### Fragmento proporcionado ###

Durante años estuve convencido de que el dibujo de ese viejo con pinta de pordiosero era un retrato del mismo Ian Anderson, el extravagante flautista de ojos enajenados y melena desordenada a quien había visto en múltiples repeticiones, en esas noches de clandestino desvelo rockero, tocando parado en una pierna, vestido de juglar del medioevo, en esos videos antiguos de programas como Top of the Pops o The Old Grey Whistle Test, cuando el mundo comenzaba a rendirse ante su extraña combinación de blues, rock, progresivo y folk de raíces británicas.

 

Pero no era así. Las imágenes de la portada, contraportada e internas del cuarto disco de Jethro Tull, que acaba de cumplir cincuenta años de su lanzamiento (marzo de 1971), son unas ilustraciones basadas en las fotografías que Jennie Franks, primera esposa de Anderson, había tomado a un anciano mendigo en Londres, cerca de uno de los puentes del Támesis. El artista norteamericano Burton Silverman fue el encargado de plasmar, en esos dibujos de estilo victoriano, la miseria y abyección del fotografiado, trabajo por el cual ganó 1,500 dólares. Cuentan los expertos que las acuarelas originales fueron robadas de las oficinas de Chrysalis Records.

###

## Tareas obligatorias
A. Enumera todos los géneros musicales que se mencionan en el fragmento.
B. Copia, por favor, el pasaje del fragmento entre "Durante años estuve" y "de raíces británicas.", ambos incluidos.

### Entradas proporcionadas ###

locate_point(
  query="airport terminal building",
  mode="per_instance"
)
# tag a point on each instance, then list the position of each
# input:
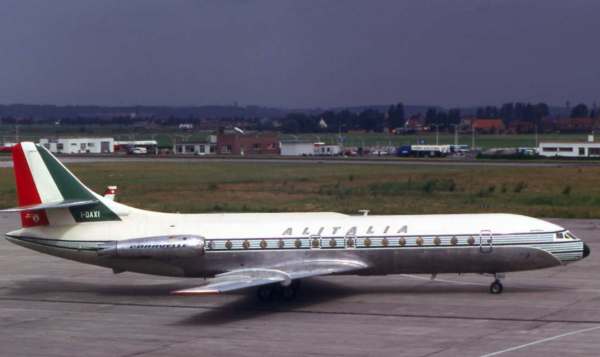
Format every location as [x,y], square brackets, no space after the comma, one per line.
[574,150]
[79,145]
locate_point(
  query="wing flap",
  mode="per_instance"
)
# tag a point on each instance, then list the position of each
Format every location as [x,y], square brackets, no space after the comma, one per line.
[50,205]
[247,278]
[225,286]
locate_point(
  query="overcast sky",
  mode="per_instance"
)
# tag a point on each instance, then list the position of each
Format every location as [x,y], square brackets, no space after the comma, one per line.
[299,53]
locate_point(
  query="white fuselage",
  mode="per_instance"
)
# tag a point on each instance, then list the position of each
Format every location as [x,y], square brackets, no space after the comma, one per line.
[486,243]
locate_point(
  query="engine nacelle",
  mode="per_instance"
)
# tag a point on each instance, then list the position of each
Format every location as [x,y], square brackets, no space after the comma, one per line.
[180,246]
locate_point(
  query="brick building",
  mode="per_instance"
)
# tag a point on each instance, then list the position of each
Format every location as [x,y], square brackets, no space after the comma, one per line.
[250,143]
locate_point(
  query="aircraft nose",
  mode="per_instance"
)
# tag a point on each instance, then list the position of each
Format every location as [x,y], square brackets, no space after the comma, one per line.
[586,250]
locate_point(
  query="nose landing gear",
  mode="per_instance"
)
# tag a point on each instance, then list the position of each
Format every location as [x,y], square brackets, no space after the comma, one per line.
[496,286]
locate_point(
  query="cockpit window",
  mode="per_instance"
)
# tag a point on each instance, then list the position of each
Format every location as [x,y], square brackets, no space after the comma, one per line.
[569,235]
[565,235]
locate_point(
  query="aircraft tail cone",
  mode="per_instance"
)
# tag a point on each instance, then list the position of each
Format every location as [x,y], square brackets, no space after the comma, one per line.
[586,250]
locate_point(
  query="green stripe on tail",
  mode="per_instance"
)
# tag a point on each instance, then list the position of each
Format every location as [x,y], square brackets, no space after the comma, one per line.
[71,189]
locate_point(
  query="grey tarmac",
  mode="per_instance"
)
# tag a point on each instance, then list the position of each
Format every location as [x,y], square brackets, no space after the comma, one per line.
[325,160]
[53,307]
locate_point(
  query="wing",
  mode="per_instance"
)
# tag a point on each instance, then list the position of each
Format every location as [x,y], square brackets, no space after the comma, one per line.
[246,278]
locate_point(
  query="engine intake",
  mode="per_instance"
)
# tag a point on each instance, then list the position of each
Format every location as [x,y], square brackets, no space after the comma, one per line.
[179,246]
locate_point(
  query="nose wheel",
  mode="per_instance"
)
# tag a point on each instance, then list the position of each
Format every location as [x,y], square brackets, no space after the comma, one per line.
[496,287]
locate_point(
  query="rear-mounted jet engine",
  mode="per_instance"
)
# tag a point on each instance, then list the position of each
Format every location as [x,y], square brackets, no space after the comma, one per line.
[182,246]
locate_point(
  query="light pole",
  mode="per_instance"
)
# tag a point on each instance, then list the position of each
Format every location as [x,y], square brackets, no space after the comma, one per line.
[455,134]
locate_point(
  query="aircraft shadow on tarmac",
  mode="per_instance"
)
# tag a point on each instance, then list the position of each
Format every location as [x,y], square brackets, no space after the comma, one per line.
[239,306]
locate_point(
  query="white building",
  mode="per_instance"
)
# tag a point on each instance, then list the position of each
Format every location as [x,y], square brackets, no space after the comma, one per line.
[297,148]
[200,148]
[322,149]
[129,146]
[79,145]
[589,149]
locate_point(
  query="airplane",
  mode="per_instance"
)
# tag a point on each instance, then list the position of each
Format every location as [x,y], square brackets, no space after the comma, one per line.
[271,252]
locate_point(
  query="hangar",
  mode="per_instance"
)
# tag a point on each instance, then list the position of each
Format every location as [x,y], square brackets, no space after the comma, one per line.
[581,149]
[79,145]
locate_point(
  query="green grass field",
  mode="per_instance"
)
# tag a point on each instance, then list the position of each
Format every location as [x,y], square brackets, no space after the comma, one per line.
[270,187]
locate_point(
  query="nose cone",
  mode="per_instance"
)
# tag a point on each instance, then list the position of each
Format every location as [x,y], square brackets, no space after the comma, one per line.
[586,250]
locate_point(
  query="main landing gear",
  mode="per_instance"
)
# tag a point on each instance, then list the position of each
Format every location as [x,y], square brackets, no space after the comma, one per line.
[496,286]
[268,293]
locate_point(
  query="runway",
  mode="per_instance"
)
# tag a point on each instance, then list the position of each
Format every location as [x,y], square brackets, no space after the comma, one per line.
[78,159]
[53,307]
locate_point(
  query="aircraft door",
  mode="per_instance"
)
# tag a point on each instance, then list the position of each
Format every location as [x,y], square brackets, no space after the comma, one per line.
[486,241]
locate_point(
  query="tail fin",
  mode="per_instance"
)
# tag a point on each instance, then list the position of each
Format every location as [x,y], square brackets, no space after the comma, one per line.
[44,183]
[110,193]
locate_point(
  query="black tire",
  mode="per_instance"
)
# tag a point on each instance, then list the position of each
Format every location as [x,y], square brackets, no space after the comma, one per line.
[265,293]
[288,293]
[496,287]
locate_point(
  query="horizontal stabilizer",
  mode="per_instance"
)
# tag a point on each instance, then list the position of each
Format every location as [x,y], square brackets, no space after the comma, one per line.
[51,205]
[247,278]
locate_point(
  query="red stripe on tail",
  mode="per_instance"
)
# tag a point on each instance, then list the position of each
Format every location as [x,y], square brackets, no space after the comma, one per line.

###

## Respuestas del ejercicio
A. Blues, rock, progresivo y folk.

B.
Durante años estuve convencido de que el dibujo de ese viejo con pinta de pordiosero era un retrato del mismo Ian Anderson, el extravagante flautista de ojos enajenados y melena desordenada a quien había visto en múltiples repeticiones, en esas noches de clandestino desvelo rockero, tocando parado en una pierna, vestido de juglar del medioevo, en esos videos antiguos de programas como Top of the Pops o The Old Grey Whistle Test, cuando el mundo comenzaba a rendirse ante su extraña combinación de blues, rock, progresivo y folk de raíces británicas.